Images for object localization
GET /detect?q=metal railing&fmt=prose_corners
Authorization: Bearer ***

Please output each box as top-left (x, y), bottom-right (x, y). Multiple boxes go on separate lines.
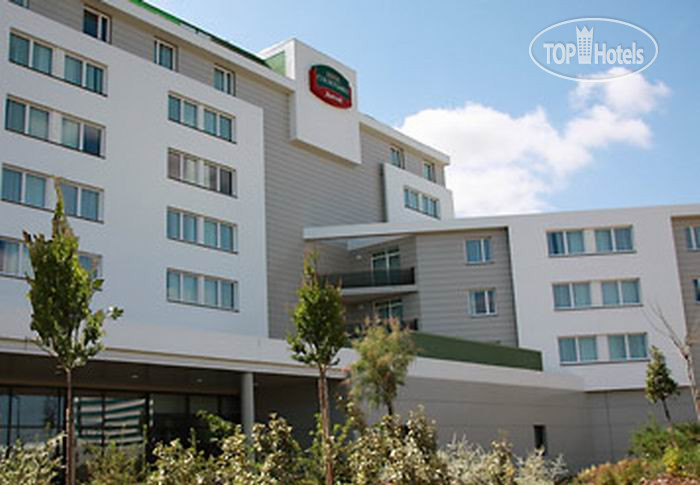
top-left (346, 318), bottom-right (419, 338)
top-left (322, 268), bottom-right (415, 289)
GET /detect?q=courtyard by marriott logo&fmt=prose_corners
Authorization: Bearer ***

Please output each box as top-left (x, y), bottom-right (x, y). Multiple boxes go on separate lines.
top-left (529, 18), bottom-right (658, 82)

▶ REQUIRED WORK
Each entry is to be output exactly, and no picture is to appear.

▶ YOUR RESPONSE
GET /detect?q=metal railing&fmt=prose_corners
Authorization: Bearer ***

Please output each box as top-left (x, y), bottom-right (x, y). Multiple boxes go on separate lines.
top-left (346, 318), bottom-right (419, 338)
top-left (322, 268), bottom-right (415, 289)
GET /detect?q=courtyard by marriott logo&fmt=prose_corners
Authorization: Bearer ***

Please output each box as top-left (x, y), bottom-right (x, y). Multiple boxes go on separate lines.
top-left (529, 18), bottom-right (658, 82)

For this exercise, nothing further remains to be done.